Why eating less and moving more isn't always enough
Here’s the article at a glance
- It’s a sensible idea to try and switch up the diet when it’s not working.
- Your friend’s perfect diet isn’t necessarily going to work for you.
- Eating less and moving more doesn’t always work in practice.
- Low carbs isn’t a sure thing. Fasting isn’t for everyone.
- There’s a lot of variability that you may well have to account for in order to tip the scales over.
Losing weight is incredibly basic. Just follow the generic advice that gets trotted out by anyone who wants to score a few IQ points. Eat less calories than you’re burning, start some exercise to help tip the scales, and your problem gets solved. All through the power of thermodynamics.
That’s why diets like intermittent fasting, paleo, keto, they’re just fluff. All you have to ensure is the calorie deficit. You can keep your carbs, your breakfasts, and it won’t make a lick of difference on the outcome.
If you’re ever having doubts, there will always be someone nearby who’s happy to explain to you how to science. Or tell you about that time they lost three stone just by counting calories.
And technically, they’ll be right. It’s just a gross oversimplification of the process of weight loss.
Eating less, moving more, it works perfectly well in a laboratory setting. It fails to account the myriad of extra factors that play a part in deciding whether you’re ranging towards excessively shredded or clinically obese. What genetics you start out with, your environment, psychology, hormones, they can all combine to mess up the simple formula you’ve been given.
You can see this interplay as a multiplier for your chances of getting to the finish line, one that’s skewed in favour of sending your diet off the rails. They can make weight loss a cakewalk, but it’s less likely.
An example of this is the body weight set-point, a genetically determined body-fat percentage that the body is always trying to return back to. When you cut below that, hunger hormones will typically rise in an attempt to drive the scale up again. If you’re unfortunate, that set-point starts off high, and refuses to budge.
Obesity is climbing rapidly due to the way the aforementioned factors play into the modern lifestyle. It’s definitely harder to lose weight compared to how it was twenty years ago. So it’s tricky to assume that everyone just collectively forgot ‘that one simple step’.
When you take people out of the lab and place them back in their office cubicles, they might well struggle to follow through on a caloric deficit, even those with the nutritional know-how.
And that doesn’t mean that for some of you, there’s no point in trying because life has decided you can’t lose weight. It just means that you may have to change a few things beyond dropping calories and whipping up a circuit or two.
- The type of food you eat
- The quality of those foods
- The timing of your meals
- The level of sleep you’re getting
- Your resistance to stress
Any of these can tip the balance and get you moving. If your luck’s out, you may have to comb through the lot. Some of us have big jumps to make in order to become fat burning machines.

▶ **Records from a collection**
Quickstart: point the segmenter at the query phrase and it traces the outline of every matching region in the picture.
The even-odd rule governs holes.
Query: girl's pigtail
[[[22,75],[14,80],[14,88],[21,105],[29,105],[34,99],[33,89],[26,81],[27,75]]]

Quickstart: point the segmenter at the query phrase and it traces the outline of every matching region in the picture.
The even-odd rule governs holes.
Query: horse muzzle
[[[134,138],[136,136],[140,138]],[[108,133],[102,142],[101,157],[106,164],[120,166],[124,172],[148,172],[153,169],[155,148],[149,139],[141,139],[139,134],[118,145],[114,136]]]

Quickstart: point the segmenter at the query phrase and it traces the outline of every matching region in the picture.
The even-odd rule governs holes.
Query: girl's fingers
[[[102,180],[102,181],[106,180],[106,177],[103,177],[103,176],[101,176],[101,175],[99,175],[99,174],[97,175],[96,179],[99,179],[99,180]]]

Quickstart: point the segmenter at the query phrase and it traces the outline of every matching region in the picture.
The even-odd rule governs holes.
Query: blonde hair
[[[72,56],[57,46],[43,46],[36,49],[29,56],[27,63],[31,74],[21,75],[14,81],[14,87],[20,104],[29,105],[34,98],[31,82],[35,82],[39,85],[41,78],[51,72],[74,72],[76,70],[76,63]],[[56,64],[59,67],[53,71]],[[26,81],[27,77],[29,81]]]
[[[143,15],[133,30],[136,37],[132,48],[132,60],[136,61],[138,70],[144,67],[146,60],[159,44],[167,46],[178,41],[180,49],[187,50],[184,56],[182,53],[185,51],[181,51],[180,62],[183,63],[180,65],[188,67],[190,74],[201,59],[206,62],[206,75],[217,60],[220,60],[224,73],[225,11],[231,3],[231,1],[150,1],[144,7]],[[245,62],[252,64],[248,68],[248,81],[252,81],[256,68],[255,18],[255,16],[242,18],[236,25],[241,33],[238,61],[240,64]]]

▶ **TASK SET**
[a] Decide whether each statement agrees with the weight-loss article. Answer yes or no for each and quote the text's deciding words. (i) Obesity is climbing rapidly. (ii) Losing weight is easier now than it was twenty years ago. (iii) The timing of meals is one of the things that can tip the balance.
[b] Please duplicate the stretch of the weight-loss article from "An example of" through "the nutritional know-how.".
The records are separate material, unrelated to the weight-loss article.

▶ **TASK-BY-TASK OUTPUTS**
[a]
(i) Yes: "Obesity is climbing rapidly due to the way the aforementioned factors play into the modern lifestyle."
(ii) No: "It’s definitely harder to lose weight compared to how it was twenty years ago."
(iii) Yes: "The timing of your meals" and "Any of these can tip the balance and get you moving."

[b]
An example of this is the body weight set-point, a genetically determined body-fat percentage that the body is always trying to return back to. When you cut below that, hunger hormones will typically rise in an attempt to drive the scale up again. If you’re unfortunate, that set-point starts off high, and refuses to budge.
Obesity is climbing rapidly due to the way the aforementioned factors play into the modern lifestyle. It’s definitely harder to lose weight compared to how it was twenty years ago. So it’s tricky to assume that everyone just collectively forgot ‘that one simple step’.
When you take people out of the lab and place them back in their office cubicles, they might well struggle to follow through on a caloric deficit, even those with the nutritional know-how.